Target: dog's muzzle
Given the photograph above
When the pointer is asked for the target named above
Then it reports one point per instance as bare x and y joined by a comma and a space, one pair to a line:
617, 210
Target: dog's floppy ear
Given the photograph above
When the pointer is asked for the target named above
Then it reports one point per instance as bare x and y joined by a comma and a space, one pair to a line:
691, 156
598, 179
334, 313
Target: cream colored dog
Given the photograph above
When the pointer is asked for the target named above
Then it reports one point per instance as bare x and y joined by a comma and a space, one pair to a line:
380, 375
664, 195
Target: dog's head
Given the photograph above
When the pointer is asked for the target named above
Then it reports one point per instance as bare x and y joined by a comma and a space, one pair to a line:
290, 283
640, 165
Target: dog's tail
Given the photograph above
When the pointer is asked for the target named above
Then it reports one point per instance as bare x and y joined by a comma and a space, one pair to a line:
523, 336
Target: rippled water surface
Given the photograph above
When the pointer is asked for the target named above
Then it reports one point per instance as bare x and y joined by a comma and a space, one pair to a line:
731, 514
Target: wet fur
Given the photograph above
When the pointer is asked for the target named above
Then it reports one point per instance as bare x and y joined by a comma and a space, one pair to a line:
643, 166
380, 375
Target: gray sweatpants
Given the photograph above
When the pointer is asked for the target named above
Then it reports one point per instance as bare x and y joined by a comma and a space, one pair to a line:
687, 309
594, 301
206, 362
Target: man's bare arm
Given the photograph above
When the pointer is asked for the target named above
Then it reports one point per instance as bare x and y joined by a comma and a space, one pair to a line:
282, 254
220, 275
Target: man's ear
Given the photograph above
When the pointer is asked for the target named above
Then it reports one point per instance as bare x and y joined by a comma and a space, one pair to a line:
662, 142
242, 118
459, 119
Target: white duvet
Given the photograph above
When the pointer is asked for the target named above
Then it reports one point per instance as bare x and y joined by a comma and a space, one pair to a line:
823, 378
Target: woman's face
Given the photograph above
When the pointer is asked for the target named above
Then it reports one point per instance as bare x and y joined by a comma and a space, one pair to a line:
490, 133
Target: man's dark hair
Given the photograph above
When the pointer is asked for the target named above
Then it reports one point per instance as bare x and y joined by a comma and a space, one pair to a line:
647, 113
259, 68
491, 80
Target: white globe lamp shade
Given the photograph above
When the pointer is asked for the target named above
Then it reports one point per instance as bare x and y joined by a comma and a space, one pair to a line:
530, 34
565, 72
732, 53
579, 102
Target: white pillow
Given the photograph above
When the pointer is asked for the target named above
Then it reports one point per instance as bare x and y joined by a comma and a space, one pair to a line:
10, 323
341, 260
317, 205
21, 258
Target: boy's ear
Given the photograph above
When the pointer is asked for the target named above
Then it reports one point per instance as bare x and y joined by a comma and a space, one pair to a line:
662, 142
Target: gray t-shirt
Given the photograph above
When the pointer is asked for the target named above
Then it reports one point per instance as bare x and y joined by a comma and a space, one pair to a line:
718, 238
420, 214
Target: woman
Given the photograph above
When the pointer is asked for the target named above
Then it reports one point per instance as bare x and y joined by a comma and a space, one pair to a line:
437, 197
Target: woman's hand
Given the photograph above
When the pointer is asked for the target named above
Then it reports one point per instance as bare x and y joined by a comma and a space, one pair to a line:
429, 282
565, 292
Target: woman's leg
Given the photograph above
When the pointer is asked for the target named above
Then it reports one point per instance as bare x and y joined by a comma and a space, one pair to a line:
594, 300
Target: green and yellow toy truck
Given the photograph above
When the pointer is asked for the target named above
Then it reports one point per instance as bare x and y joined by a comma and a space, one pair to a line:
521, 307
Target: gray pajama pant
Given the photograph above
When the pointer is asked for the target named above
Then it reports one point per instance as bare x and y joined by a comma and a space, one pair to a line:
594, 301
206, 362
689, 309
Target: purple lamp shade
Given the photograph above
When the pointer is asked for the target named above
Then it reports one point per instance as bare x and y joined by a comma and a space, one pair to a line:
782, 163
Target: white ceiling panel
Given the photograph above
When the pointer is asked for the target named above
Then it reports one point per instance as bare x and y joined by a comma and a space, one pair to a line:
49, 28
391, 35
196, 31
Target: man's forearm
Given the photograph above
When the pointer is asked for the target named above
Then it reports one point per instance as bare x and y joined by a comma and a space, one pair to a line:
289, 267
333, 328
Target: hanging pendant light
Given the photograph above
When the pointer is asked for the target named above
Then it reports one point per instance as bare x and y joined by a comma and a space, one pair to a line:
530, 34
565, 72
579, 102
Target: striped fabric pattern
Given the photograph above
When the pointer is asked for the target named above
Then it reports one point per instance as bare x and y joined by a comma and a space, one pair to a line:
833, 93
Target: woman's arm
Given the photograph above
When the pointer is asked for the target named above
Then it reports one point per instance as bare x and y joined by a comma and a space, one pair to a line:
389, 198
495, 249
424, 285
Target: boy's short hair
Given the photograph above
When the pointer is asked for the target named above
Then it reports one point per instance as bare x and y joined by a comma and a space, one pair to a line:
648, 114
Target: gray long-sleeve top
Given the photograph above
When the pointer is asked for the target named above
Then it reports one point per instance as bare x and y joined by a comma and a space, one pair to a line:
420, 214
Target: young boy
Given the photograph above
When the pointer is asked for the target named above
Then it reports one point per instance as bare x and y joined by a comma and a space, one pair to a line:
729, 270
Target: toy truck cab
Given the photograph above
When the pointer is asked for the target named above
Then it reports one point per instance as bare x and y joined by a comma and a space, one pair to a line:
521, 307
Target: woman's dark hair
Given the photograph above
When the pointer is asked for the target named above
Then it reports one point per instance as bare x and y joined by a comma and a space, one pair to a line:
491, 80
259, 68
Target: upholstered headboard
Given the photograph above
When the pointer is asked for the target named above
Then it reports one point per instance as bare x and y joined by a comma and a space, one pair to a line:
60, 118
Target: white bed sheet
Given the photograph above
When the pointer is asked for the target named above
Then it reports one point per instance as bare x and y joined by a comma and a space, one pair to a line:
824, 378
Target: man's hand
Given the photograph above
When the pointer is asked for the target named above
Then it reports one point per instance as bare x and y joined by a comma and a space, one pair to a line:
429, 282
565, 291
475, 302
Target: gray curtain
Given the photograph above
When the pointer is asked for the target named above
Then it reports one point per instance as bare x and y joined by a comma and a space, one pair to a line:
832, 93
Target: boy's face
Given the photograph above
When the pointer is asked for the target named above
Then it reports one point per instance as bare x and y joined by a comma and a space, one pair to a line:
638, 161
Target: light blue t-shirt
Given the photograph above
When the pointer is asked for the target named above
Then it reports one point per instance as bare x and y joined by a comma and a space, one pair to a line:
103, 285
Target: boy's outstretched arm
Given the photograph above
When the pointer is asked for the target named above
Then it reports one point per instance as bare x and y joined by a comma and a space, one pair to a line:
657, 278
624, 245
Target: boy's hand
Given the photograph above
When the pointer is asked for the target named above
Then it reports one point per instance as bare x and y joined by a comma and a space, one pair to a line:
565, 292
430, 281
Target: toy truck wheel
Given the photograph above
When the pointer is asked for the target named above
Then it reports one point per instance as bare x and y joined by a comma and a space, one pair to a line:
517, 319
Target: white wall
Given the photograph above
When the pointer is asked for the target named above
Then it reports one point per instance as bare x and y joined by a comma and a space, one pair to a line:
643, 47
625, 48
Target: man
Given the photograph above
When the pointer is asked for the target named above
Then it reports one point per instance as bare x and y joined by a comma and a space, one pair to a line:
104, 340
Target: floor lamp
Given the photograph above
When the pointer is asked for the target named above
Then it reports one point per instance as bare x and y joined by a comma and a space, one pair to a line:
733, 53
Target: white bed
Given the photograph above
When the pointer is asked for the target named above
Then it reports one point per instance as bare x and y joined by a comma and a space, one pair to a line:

→ BRIEF:
The entries above must be returned in full, exactly as shown.

→ THE OUTPUT:
Target: dog's muzzle
Given the photograph above
When the pointer is asked for the target named above
Then it reports one point per instance as bare x and y joined by a comma and a space, one pair to a line:
617, 210
Target: dog's floppy ear
Given the photograph above
When the pointer is asked for the target named above
Then it reports one point per instance as bare x and y joined by a comma and a space, one pair to a line:
691, 156
598, 179
334, 313
Target: cream colored dog
Given the photograph above
When the pointer is asked for the target named above
Then it reports one point per instance as bare x and y joined by a comma and a space, one pair to a line:
380, 375
664, 195
Target: dog's head
Given the photograph above
When the pointer is asked for the target named above
Then it reports one point per instance as bare x and y joined by a comma and a space, one pair to a line:
290, 283
640, 165
Target: dog's tail
Given the photograph above
When the pointer is asked for the target named above
Then it reports one point per instance as bare x and y joined by a comma and a space, one pair to a line:
523, 336
Target: rippled water surface
Given the photograph above
When the pointer is asked for the target named above
Then it reports one point per instance as bare x and y joined by a comma and a space, one pair to a line:
731, 514
Target: wet fur
Given the photograph above
When the pointer is asked for the target named above
Then it reports one point per instance as bare x and y joined by a comma and a space, one pair to a line:
643, 166
380, 375
Target: gray sweatpants
Given the photograph above
When the pointer is asked for the target named above
Then it reports one point per instance as bare x and y joined by a comma and a space, one pair to a line:
687, 309
594, 301
206, 362
Target: man's bare arm
Given the photograph above
When the pointer is asked for the target named above
Then it reports one point per instance as bare x and y joined by a comma and a space, one pair to a line:
282, 254
220, 275
Target: man's ear
Given the photograph above
When the pointer is asked for the target named above
Then it reports one point per instance as bare x and y joined by a comma and a space, one pair to a line:
662, 142
242, 118
459, 119
Target: white duvet
Given the photograph above
When the pointer is asked for the target named above
Then it reports one point per instance as bare x and y joined by a comma and a space, one pair to a line:
823, 378
Target: woman's face
Given the photograph above
When the pointer is asked for the target named above
Then it reports one point per instance as bare x and y joined by a comma and a space, one pair to a line:
490, 133
Target: man's dark hair
Given the photograph above
When the pointer is asked for the target named above
Then it reports one point per instance as bare x and y joined by a comma and a space, one pair to a line:
647, 113
259, 68
491, 80
Target: white globe lamp shade
Given the photograph above
When the pointer is asked for the target named above
Then it reports one point per instance as bare x and y joined by a comma and a space, one pair to a line:
530, 34
565, 72
732, 53
579, 102
Target: white pillow
Given the photograph above
When the pointer is asked for the target named above
Then it reports one point per instance as bare x and y joined by a comma and a space, one pair to a line:
10, 323
341, 260
317, 205
21, 258
Target: boy's ear
Given the photograph above
When the pointer is asked for the target named above
Then it reports one point per instance as bare x and y joined by a comma and a space, one pair to a line:
662, 142
Target: gray t-shirt
Given the photograph above
When the pointer is asked for the target named above
Then it reports one point per instance as bare x and y joined by a comma and a space, one pair to a line:
718, 238
420, 214
Target: woman
Given the photograph above
When the pointer is asked for the target named above
Then it reports one point per instance as bare x and y joined by a comma and a space, one pair to a line:
437, 197
Target: woman's hand
Given the photograph above
When the pointer is asked for the target named above
Then it reports one point per instance as bare x and y joined by a comma and a space, one pair to a line:
429, 282
565, 292
Target: woman's leg
Given the photograph above
When the pointer is asked for the target named above
Then it reports one point per instance as bare x and y joined by a comma and a space, one pair to a line:
594, 300
Target: green and yellow toy truck
Given the photograph above
When the pointer is asked for the target named above
Then it reports one point per instance as bare x and y joined by a comma and a space, one pair to a line:
521, 307
Target: gray pajama pant
Given the photograph above
When the pointer is asked for the target named above
Then it reports one point per instance as bare x and y joined by a comma and a space, one pair to a line:
594, 301
206, 362
689, 309
Target: purple lamp shade
Given the photograph above
When the pointer is asked for the target named above
Then it reports one point per instance as bare x and y joined by a comma and a space, one pair to a line:
782, 163
Target: white ceiling panel
Given the photograph above
When the pointer is asked for the target named above
Then it reports one point per instance as bare x and y joined by a comma and a space, one pair to a line:
49, 28
391, 35
196, 31
Target: man's forearm
Given the photograph above
When the pointer is asked for the target named above
Then it reports one point per instance as bare x and y joined by a comma and a space, one pair to a line:
289, 267
333, 328
Target: hanging pendant light
Given the photograph above
When the pointer is asked for the target named above
Then it reports one point per instance as bare x and y joined by a comma and a space, one pair to a line:
530, 34
565, 72
579, 102
Target: striped fabric pattern
Given the photograph above
When the pointer is asked for the target named above
Then it reports one point per instance as bare x and y joined by a comma and a space, one pair to a line:
833, 93
Target: woman's arm
Given the photograph above
When the pointer is asked for the target named above
Then it reports one point per instance as bare x and y joined by a comma and a space, one pair to a line:
389, 198
495, 249
424, 285
Target: boy's short hair
Given the photograph above
When the pointer is asked for the target named above
Then it reports one point per instance as bare x and y joined by a comma and a space, one pair to a line:
648, 114
Target: gray long-sleeve top
Given the photograph above
When the pointer is asked for the target named above
Then it reports one point per instance as bare x and y joined by a comma and a space, one pair to a line:
420, 214
Target: young boy
Given the photograph above
When the pointer is asked for the target named above
Then it reports one point per instance as bare x and y joined by a comma and a space, one pair to a line:
729, 270
Target: toy truck cab
Given the photograph above
When the pointer is asked for the target named above
Then it reports one point per instance as bare x and y joined by a comma and a space, one pair to a line:
521, 307
Target: woman's dark hair
Given the photograph above
When the pointer is asked for the target named above
Then it reports one point per instance as bare x and y joined by a comma and a space, one pair to a line:
491, 80
259, 68
Target: upholstered headboard
Given the photograph above
When the pointer is asked for the target named above
Then it reports one point per instance as bare x and y joined by a comma and a space, one pair to a line:
60, 118
Target: white bed sheet
Given the photograph above
When the pointer is asked for the target named above
Then it reports one point per instance as bare x and y joined by a comma and a space, one pair to a line:
824, 378
Target: man's hand
Given the photograph above
When the pointer is asked for the target named above
Then it reports one point per instance as bare x and y joined by a comma and a space, one pair to a line:
429, 282
565, 291
475, 302
Target: gray curtain
Given the photograph above
When the pointer is asked for the target named above
Then it reports one point per instance as bare x and y joined by a comma and a space, one pair to a line:
832, 93
Target: boy's face
Given the photograph above
When the pointer is asked for the target named above
Then it reports one point per instance as bare x and y joined by a comma and a space, one pair to a line:
638, 161
Target: light blue t-shirt
Given the photograph above
When the pointer is asked for the target named above
Then it reports one point per instance as bare x and y joined by a comma and a space, one pair to a line:
103, 285
Target: boy's outstretched arm
Given the photograph above
When the pointer is asked for the target named above
Then it reports one point per instance as bare x and y joined by a comma and a space, one pair to a line:
657, 278
624, 245
Target: boy's hand
Given the photograph above
When the pointer is asked for the target named above
Then it reports one point per instance as bare x and y joined by a comma and a space, one pair to a line:
565, 292
430, 281
Target: toy truck wheel
Given the photograph above
When the pointer is asked for the target named above
Then it reports one point per instance as bare x and y joined by a comma and a space, one pair to a line:
517, 319
Target: white wall
Given the photograph above
When the pointer is asked for the target named above
Then it reports one point per instance as bare x and y joined by a comma and a space, one pair to a line:
643, 47
625, 48
Target: man
Given the photograph above
When the pointer is asked for the target named above
Then it reports one point per instance as bare x and y joined by a comma and a space, one pair to a line:
104, 340
Target: floor lamp
Given the photograph above
When the pointer is asked for the target named above
Then it reports one point per instance as bare x and y joined by a comma and a space, one pair to a line:
733, 53
Target: white bed
Given the photograph above
When the pointer is asked for the target named above
Then it reports one point per instance as bare x and y joined by a comma and a space, one pair to a line:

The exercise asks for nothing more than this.